What this task involves = Could you lay out every line of the data below as a numbered list, dropping any blank lines?

[A run of data]
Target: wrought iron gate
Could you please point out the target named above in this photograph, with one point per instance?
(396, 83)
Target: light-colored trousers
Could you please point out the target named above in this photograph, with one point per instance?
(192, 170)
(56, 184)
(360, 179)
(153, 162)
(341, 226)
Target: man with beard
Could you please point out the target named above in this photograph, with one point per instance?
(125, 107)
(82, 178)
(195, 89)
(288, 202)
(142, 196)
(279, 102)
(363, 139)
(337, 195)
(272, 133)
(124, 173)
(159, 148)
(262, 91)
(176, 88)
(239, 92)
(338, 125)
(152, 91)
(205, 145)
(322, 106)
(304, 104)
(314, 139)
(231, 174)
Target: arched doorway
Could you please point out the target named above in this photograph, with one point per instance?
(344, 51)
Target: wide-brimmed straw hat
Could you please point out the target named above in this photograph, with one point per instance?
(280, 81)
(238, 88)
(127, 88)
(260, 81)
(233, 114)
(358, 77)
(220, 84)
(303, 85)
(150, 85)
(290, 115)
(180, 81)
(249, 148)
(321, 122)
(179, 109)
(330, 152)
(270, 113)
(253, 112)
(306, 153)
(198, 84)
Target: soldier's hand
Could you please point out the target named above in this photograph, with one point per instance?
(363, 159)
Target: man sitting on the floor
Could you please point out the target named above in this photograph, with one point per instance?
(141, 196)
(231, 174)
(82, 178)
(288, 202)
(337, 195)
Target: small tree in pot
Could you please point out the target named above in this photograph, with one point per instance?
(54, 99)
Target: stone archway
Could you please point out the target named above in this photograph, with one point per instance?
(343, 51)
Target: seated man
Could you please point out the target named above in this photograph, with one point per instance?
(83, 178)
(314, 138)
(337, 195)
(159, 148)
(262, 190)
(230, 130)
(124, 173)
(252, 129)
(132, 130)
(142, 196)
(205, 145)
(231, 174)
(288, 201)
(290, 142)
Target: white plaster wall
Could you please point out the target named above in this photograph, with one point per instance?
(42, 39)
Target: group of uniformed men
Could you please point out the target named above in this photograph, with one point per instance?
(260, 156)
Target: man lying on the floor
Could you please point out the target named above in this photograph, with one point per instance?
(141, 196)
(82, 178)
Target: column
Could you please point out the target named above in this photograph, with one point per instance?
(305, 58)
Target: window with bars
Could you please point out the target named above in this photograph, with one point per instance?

Full output =
1. Target: wrought iron gate
2. Could you please point out the target named above in this photograph, with one point per instance?
3. (396, 83)
4. Target: light-colored trousers
5. Could you please point out the target named above in this photograph, with one point per instance?
6. (192, 170)
7. (56, 184)
8. (360, 179)
9. (153, 162)
10. (341, 226)
11. Target: man with beard
12. Could you please point out the target named above in this photograph, with one point per instance?
13. (125, 107)
14. (82, 178)
15. (195, 89)
16. (288, 202)
17. (142, 196)
18. (279, 102)
19. (363, 139)
20. (337, 195)
21. (272, 133)
22. (124, 173)
23. (159, 148)
24. (262, 91)
25. (176, 88)
26. (239, 92)
27. (338, 125)
28. (152, 91)
29. (205, 145)
30. (322, 106)
31. (304, 104)
32. (314, 139)
33. (231, 174)
34. Target: arched doorway
35. Could you please point out the target named above in this photograph, with one point per instance?
36. (344, 51)
37. Target: wide-brimmed straw hat
38. Could you please point out the target named above in this photograph, with one point per instance?
39. (280, 81)
40. (238, 88)
41. (127, 88)
42. (260, 81)
43. (233, 114)
44. (358, 77)
45. (220, 84)
46. (303, 85)
47. (150, 85)
48. (290, 115)
49. (180, 81)
50. (249, 148)
51. (321, 122)
52. (179, 109)
53. (330, 152)
54. (270, 113)
55. (253, 112)
56. (306, 153)
57. (198, 84)
58. Target: soldier's hand
59. Could you please point out the target named above in this photograph, with one point per instance?
60. (363, 159)
61. Target: man sitting on the floor
62. Could you please point out the target named above in this photograph, with one point per instance?
63. (141, 196)
64. (231, 174)
65. (82, 178)
66. (288, 202)
67. (337, 195)
68. Target: small tree in pot
69. Could you please point out the target named above in this photograph, with one point per instance?
70. (54, 99)
71. Target: stone archway
72. Could you please point out the target named above in this photograph, with one point per instance?
73. (343, 51)
74. Target: seated man
75. Could you please point out the target named above in this photograph, with one point per instance?
76. (83, 178)
77. (314, 138)
78. (337, 195)
79. (159, 148)
80. (262, 190)
81. (230, 130)
82. (124, 173)
83. (252, 129)
84. (132, 130)
85. (142, 196)
86. (205, 145)
87. (231, 174)
88. (288, 201)
89. (290, 142)
90. Target: white plaster wall
91. Could you please point out the target named above in this photograph, with one point per instance?
92. (42, 39)
93. Target: group of uniformed men
94. Could you please point out the target named above in this photograph, with one point per instance?
95. (260, 156)
96. Target: man lying on the floor
97. Could you please point out the target named above in this photograph, with one point per instance?
98. (141, 196)
99. (82, 178)
100. Target: column
101. Could you please point out the target named above in this photograph, with one point per instance?
102. (305, 58)
103. Target: window with bars
104. Could you please point out the target named above in this photograph, with one point per instance?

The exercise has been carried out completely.